Article >>
-------------------------

Célèbre pour ses affiches-cinéma et ses banderoles électorales, Mohamad Khamis est un maître de la calligraphie qu’il a acquise de père en fils. La qualité de son travail lui a valu plusieurs commandes présidentielles et des affaires florissantes.

L’artisan s’affiche

Banderoles et pancartes suspendues sur des poteaux et des fils tendus dans l’atelier. Pots de peinture et pinceaux laissés par-ci, par-là. Traces de peinture partout sur le sol et sur les murs. L’atelier de Mohamad Khamis, « Al-Saghr » comme on l’appelle, est plein à craquer. L’étroitesse des locaux amène le calligraphe et ses assistants à occuper tout l’espace en face de l’atelier. Poser les pieds dans l’atelier requiert une attention particulière. On peut à tout moment renverser un pot de peinture ou marcher sur un outil de travail.

Depuis des semaines, une ambiance inhabituelle règne sur le lieu, situé au centre-ville, à deux pas de la place Tahrir. Car depuis le début de la campagne présidentielle, les affaires d’Al-Saghr sont de plus en plus florissantes.

-------------------------

Données >>
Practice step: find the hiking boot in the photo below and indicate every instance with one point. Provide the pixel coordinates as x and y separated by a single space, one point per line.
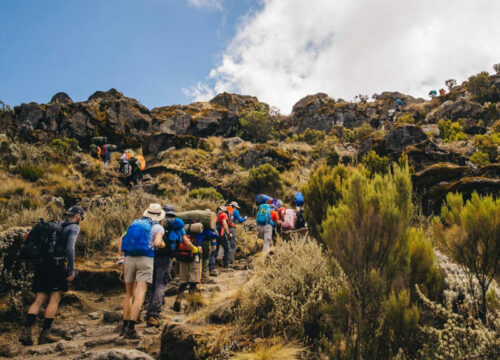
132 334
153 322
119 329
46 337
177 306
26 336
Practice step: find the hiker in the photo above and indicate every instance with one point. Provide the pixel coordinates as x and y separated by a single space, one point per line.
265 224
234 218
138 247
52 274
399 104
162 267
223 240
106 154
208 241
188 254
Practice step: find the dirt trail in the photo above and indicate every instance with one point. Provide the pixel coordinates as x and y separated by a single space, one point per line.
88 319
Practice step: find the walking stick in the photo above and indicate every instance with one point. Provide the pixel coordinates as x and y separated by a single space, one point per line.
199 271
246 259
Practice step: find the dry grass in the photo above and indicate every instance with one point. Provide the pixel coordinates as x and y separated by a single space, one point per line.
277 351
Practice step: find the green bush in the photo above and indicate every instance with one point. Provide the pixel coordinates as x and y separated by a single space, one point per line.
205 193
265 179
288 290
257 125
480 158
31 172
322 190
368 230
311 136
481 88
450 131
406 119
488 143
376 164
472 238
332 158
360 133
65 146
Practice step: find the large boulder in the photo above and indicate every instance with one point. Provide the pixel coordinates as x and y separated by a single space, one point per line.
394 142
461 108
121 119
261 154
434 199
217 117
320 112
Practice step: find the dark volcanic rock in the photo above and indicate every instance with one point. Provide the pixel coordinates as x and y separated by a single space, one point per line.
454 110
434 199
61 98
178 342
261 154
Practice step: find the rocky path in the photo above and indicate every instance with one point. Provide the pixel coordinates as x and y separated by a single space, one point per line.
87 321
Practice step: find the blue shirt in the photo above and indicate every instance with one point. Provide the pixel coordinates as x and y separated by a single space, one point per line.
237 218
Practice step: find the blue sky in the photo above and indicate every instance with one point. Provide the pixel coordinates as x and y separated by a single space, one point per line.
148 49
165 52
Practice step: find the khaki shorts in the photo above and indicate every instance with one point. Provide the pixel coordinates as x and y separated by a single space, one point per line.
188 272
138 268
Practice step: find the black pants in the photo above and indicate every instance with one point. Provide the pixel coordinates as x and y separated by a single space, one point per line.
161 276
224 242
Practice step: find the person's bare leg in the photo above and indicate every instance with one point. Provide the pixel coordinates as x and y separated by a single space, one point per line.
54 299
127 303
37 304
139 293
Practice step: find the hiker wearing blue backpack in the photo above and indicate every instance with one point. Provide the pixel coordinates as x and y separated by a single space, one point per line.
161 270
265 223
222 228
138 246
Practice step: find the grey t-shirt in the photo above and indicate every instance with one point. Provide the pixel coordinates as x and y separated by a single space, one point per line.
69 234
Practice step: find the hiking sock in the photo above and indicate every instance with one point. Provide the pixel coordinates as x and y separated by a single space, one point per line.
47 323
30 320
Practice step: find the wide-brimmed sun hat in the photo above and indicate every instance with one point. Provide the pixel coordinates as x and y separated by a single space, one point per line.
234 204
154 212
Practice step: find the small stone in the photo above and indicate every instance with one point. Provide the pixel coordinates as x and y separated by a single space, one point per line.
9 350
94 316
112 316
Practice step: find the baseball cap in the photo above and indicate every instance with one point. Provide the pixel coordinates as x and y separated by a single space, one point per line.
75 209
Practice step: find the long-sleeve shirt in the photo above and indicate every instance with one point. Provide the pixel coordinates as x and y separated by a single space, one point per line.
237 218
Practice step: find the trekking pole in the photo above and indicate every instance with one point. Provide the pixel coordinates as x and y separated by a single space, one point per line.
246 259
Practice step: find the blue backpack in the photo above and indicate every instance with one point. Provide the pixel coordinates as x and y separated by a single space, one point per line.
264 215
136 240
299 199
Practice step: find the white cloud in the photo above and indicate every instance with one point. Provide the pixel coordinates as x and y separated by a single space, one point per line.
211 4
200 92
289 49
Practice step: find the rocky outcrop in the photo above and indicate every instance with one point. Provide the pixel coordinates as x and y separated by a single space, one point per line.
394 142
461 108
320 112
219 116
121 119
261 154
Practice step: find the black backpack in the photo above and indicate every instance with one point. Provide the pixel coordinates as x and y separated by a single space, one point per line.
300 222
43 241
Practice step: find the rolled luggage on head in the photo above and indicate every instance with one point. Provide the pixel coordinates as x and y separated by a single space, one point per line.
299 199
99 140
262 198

-------------------------

Consigne >> Traduisez en anglais la phrase suivante, tirée de l'article sur le calligraphe Mohamad Khamis : « Depuis des semaines, une ambiance inhabituelle règne sur le lieu, situé au centre-ville, à deux pas de la place Tahrir. »

Réponse >> For weeks, an unusual atmosphere has reigned over the place, located downtown, a stone's throw from Tahrir Square.